Ali's career began with teaching at madrasas in Bengal such as the Jhingabari Alia Madrasah in Sylhet, Jamia Islamia Yunusia in Brahmanbaria and the Jamia Millia in Comilla. By 1909, he was working as an imam of the Shahidi Mosque in Kishoreganj. In 1945, Ali established the Jamia Emdadia Madrasa in Kishoreganj on the premises of the mosque. He also later founded the Darul Uloom Madrasa in Mymensingh.

His participation in politics began with the 1947 Sylhet referendum campaigns which led to the incorporation of Sylhet into the Dominion of Pakistan. He was first a member of the Jamiat Ulema-e-Islam party. In 1952, he was elected as the president of the Nizam-e-Islam Party. Ali's party, which formed a coalition under the United Front, succeeded during the 1954 East Bengal Legislative Assembly elections, gaining 36 total seats in the National Assembly. Ali was a Member of Parliament in the 2nd National Assembly of Pakistan for the Kishoreganj West constituency. He had worked for including Islam in the legal system. He also advocated for the restoration of democratic rights during the presidency of Ayub Khan and was subsequently imprisoned.

He was released before the start of the 1965 Indo-Pakistani War, and drifted away from politics. He began focusing more on propagating Islamic teachings to the Bengali Muslim masses through public lectures.

==Bibliography==
He wrote a number of books relating to Islam. These include:
- পর্দা ও ইসলাম
- Al-Wajru wa an-Nazru
- ইসলামী শাসন কেন চাই?
- বাস্তব ক্ষেত্রে সমাজতন্ত্র
- ইসলামে অর্থবন্টন ব্যবস্থা

==Death==
Ali died on 6 October 1976 in the premises of a madrasa that he had founded, the Jamia Al Islamia, Chorpara in Mymensingh, Bangladesh, as a result of paralysis.

RECORDS SUPPLIED:

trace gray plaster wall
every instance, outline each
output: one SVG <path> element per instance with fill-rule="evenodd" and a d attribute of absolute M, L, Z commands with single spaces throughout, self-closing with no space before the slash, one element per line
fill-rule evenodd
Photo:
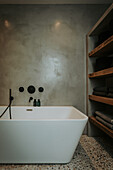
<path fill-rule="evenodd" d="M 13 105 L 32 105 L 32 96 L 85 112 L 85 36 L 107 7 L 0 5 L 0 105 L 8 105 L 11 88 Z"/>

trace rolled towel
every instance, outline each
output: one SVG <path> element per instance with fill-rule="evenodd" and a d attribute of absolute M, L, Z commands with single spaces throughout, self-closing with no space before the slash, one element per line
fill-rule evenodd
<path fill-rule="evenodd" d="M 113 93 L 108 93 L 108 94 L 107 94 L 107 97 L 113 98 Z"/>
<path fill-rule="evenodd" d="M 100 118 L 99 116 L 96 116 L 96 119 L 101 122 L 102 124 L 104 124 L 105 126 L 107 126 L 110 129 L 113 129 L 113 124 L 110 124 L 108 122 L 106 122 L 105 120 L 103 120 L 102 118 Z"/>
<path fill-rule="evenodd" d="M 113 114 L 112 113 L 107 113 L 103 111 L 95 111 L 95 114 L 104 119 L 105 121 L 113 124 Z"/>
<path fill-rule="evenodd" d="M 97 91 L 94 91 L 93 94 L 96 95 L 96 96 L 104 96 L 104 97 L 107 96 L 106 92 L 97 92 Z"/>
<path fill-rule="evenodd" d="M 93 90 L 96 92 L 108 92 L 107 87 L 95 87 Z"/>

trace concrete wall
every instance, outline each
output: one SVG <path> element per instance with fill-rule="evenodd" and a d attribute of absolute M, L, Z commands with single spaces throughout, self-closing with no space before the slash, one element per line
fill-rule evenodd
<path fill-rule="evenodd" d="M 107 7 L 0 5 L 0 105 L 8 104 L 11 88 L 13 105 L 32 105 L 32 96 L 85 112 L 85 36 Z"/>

* * *

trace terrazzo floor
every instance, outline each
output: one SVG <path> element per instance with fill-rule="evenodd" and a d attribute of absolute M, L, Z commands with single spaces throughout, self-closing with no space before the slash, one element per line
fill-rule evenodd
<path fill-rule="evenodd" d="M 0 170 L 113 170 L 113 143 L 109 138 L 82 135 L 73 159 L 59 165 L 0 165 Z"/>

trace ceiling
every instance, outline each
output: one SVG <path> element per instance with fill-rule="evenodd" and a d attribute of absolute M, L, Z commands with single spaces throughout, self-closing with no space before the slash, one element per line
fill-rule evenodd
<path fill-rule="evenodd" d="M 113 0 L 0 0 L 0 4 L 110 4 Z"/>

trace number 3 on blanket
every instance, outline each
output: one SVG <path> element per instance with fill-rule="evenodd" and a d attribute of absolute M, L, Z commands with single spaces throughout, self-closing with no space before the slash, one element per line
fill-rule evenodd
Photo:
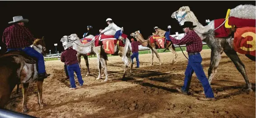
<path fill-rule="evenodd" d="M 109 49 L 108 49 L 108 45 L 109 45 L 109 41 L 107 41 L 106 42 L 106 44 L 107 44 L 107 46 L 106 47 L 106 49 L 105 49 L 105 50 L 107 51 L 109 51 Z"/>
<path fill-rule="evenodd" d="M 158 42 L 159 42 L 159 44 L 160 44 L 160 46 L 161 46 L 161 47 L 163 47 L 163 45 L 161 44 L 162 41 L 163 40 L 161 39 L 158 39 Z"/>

PROBLEM TO WORK ON: Rewrite the paragraph in the biography that begins "His participation in politics began" as a short bulleted list that keeps its main facts.

REPLY TO THE EXERCISE:
- Entered politics through the 1947 Sylhet referendum campaigns, which led to Sylhet's incorporation into the Dominion of Pakistan.
- Was first a member of the Jamiat Ulema-e-Islam party.
- Was elected president of the Nizam-e-Islam Party in 1952.
- His party, part of the United Front coalition, succeeded in the 1954 East Bengal Legislative Assembly elections, gaining 36 seats in the National Assembly.
- Served as a Member of Parliament in the 2nd National Assembly of Pakistan for the Kishoreganj West constituency.
- Worked to include Islam in the legal system.
- Advocated restoring democratic rights during Ayub Khan's presidency and was then imprisoned.